Task statement:
Start at the line below containing "point(871, 649)" and stop at the line containing "point(952, 136)". Repeat every line of that stretch exactly, and nothing outside it.

Natural language region descriptions
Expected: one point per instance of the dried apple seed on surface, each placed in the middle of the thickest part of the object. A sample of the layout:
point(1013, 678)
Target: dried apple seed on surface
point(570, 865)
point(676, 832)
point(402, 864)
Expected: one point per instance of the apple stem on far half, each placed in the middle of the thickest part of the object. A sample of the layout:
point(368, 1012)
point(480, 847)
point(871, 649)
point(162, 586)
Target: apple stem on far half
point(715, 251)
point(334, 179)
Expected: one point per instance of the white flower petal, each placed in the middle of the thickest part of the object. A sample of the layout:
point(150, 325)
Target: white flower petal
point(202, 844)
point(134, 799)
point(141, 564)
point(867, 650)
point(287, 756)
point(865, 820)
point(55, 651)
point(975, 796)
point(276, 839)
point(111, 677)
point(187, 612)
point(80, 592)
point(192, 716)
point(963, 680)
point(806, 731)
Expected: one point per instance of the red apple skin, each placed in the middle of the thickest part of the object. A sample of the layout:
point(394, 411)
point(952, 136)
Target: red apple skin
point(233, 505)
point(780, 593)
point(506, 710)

...

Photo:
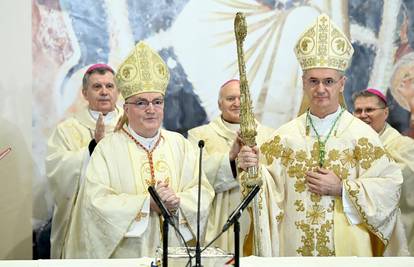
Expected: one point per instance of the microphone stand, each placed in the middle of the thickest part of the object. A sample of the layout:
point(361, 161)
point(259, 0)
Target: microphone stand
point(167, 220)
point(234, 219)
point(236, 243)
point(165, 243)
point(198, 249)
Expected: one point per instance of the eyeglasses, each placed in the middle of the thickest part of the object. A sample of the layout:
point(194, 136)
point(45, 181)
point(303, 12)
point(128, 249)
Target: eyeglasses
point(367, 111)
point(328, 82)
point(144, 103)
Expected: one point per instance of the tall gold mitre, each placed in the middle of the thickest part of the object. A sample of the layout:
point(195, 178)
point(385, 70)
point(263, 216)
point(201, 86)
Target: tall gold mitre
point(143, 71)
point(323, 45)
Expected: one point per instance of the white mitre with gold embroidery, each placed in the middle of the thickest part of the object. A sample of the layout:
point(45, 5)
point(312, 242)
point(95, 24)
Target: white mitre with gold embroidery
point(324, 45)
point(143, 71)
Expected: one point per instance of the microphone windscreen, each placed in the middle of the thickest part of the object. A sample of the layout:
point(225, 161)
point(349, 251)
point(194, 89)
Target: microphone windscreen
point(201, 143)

Solution for this problem:
point(871, 649)
point(162, 586)
Target: apple stem on far half
point(715, 251)
point(334, 179)
Expected: one point per instance of the white flower petal, each placed in the middle of the thickest part of the object. A sample of the layout:
point(150, 325)
Target: white flower petal
point(202, 844)
point(134, 799)
point(141, 564)
point(867, 650)
point(287, 756)
point(865, 820)
point(55, 651)
point(975, 796)
point(276, 839)
point(111, 677)
point(187, 612)
point(80, 592)
point(192, 716)
point(963, 680)
point(806, 731)
Expected: one point per instance of the red apple skin, each placed in the middle of the thickest part of the object. A sample of the layout:
point(394, 411)
point(952, 136)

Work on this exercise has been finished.